_Belge Alıntısı_.

--*--

20 Mayıs günü, aralarında Bayrampaşa, Ümraniye, Buca cezaevlerinin de bulunduğu 18 cezaevinde, Anayol hükümetinin Adalet Bakanı Mehmet Ağar'ın yayınladığı 6-8-10 Mayıs genelgelerinde yer alan "Terör suçu ya da terör amacıyla işlenen suçlardan tutuklu olarak yargılananların Kütahya, Sakarya, Kastamonu, Sinop, İnebolu ve Eskişehir özel tip cezaevlerine sevk edilmeleri"ni öngören maddelerin uygulamaya sokulmasına karşı, açlık grevleri ve ölüm oruçlarına başlanmıştı.
Ardından, devletin başta Bayrampaşa cezaevi olmak üzere, 12 Eylül'den beri hedef olarak gördüğü cezaevlerine karşı gerçekleştirmeye çalıştığı uygulamalara karşı, tutuklu ve hükümlülerin bir takım talepleri gündeme geldi.

--*--

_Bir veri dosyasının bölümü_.
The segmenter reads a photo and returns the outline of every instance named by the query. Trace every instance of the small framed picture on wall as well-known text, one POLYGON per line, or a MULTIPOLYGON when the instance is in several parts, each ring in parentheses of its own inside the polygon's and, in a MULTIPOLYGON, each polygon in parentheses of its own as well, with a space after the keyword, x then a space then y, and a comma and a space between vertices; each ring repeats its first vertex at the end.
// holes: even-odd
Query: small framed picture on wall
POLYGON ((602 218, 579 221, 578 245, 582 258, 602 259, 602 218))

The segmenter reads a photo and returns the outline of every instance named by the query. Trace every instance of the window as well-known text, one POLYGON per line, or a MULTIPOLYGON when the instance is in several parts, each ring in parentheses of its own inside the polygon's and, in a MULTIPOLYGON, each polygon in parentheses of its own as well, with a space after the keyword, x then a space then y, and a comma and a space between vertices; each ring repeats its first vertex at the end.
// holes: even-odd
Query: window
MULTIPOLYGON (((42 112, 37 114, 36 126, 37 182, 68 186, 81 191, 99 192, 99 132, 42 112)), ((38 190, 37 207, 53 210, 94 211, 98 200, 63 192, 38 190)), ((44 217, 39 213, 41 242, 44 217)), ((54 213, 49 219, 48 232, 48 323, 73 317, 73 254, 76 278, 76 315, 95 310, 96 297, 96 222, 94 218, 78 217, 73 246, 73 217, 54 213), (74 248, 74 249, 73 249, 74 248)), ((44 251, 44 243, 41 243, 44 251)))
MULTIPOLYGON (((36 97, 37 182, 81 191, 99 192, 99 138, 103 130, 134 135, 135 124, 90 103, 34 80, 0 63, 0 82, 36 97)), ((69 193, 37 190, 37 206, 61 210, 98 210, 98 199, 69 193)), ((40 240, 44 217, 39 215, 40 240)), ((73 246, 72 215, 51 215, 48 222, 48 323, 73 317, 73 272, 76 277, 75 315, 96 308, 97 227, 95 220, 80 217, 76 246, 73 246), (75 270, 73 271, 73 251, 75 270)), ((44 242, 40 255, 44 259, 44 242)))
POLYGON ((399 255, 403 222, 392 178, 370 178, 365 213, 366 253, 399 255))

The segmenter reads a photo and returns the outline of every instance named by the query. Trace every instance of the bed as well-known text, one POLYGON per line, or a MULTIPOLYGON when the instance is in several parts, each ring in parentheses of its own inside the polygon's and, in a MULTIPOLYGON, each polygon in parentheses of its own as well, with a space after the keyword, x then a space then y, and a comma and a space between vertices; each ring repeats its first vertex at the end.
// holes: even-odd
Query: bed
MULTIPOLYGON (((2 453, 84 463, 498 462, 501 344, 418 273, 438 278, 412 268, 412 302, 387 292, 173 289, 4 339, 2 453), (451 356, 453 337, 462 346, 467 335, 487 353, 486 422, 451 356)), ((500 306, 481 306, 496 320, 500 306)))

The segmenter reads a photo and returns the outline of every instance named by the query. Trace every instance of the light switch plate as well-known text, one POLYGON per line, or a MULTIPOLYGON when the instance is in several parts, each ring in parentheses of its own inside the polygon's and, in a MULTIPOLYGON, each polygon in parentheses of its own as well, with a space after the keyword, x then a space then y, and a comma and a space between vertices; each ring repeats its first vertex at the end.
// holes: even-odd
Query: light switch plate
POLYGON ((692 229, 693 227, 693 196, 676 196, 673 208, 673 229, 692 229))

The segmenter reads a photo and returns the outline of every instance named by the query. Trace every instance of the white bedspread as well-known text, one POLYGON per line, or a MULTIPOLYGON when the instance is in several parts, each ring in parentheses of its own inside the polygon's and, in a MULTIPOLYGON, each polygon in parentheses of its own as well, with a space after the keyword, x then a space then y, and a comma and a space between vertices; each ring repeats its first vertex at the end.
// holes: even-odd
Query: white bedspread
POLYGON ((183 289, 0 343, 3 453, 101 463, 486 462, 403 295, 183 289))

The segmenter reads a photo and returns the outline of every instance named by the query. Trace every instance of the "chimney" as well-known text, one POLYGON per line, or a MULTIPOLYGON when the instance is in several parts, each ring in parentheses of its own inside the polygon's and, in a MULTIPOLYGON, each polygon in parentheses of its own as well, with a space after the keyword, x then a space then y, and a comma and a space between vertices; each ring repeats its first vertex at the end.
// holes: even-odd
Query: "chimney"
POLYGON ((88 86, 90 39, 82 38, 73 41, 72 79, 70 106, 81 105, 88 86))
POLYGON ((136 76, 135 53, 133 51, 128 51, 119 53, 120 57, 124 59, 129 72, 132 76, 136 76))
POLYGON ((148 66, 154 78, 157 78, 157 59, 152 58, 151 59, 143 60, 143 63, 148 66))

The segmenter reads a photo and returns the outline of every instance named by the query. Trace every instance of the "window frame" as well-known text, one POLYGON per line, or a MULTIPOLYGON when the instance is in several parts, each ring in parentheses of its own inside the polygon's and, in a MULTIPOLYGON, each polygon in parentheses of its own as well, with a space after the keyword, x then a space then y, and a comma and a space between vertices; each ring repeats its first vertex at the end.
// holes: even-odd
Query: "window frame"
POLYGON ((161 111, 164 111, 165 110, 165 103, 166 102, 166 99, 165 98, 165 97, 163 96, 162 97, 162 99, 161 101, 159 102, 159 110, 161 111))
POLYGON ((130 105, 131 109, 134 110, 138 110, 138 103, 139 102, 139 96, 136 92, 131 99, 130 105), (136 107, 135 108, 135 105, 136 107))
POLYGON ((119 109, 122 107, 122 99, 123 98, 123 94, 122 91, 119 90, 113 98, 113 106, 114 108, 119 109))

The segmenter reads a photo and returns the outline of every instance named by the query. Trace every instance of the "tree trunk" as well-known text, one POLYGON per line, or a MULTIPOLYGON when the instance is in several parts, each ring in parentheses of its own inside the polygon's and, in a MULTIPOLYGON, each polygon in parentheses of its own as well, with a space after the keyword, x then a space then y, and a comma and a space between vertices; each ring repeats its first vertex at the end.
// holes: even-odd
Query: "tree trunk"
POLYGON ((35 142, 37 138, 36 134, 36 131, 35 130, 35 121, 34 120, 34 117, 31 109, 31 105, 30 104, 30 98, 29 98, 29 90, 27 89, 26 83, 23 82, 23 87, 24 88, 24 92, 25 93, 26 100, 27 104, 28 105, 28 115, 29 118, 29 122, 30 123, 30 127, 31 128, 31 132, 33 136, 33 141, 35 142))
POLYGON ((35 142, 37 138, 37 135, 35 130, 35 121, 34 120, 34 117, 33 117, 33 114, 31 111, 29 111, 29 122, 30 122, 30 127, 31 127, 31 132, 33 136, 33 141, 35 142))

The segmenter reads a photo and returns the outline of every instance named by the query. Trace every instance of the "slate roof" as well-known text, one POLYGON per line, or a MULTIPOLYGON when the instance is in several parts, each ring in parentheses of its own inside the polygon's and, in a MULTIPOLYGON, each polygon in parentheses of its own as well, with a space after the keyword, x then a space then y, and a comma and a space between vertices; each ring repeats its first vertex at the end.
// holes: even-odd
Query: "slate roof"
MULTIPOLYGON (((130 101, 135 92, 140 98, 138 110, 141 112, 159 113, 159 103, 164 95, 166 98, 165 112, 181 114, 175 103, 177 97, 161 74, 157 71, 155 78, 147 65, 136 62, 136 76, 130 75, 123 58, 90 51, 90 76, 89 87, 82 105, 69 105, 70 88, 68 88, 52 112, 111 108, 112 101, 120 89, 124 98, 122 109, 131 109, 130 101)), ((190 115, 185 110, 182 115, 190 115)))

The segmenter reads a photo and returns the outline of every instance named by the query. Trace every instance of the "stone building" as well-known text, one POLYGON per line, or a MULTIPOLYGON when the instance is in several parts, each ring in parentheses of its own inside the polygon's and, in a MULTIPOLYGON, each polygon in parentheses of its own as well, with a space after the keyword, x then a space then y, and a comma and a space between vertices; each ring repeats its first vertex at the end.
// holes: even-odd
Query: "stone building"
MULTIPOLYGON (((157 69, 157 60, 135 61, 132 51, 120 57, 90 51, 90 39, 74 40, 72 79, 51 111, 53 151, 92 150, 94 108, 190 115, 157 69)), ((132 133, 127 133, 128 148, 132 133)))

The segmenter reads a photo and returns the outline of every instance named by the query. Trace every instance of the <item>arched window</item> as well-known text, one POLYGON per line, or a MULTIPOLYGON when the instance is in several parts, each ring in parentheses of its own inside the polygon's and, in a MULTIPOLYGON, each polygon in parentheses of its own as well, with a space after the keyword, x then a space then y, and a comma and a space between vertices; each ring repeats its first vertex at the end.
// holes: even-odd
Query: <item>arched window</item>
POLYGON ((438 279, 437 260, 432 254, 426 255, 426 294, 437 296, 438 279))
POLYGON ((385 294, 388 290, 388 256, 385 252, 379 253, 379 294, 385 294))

--*--

_Görevler_.
**A.** Aşağıdaki üç ifadenin belge alıntısıyla uyuşup uyuşmadığını belirtin. Her biri için evet ya da hayır deyin ve karar veren sözcükleri alıntıdan aynen aktarın: (i) Açlık grevleri ve ölüm oruçları 18 cezaevinde başlamıştı. (ii) Söz konusu genelgeleri Adalet Bakanı Mehmet Ağar yayınlamıştı. (iii) Tutukluların sevk edilmesi öngörülen cezaevleri arasında Bayrampaşa da vardı.
**B.** Belge alıntısına göre açlık grevleri ve ölüm oruçları hangi gün başlamıştı?

_Görev Yanıtları_.
**A.**
(i) Evet: "aralarında Bayrampaşa, Ümraniye, Buca cezaevlerinin de bulunduğu 18 cezaevinde"
(ii) Evet: "Anayol hükümetinin Adalet Bakanı Mehmet Ağar'ın yayınladığı 6-8-10 Mayıs genelgelerinde"
(iii) Hayır: "Kütahya, Sakarya, Kastamonu, Sinop, İnebolu ve Eskişehir özel tip cezaevlerine sevk edilmeleri"

**B.** 20 Mayıs günü başlamıştı.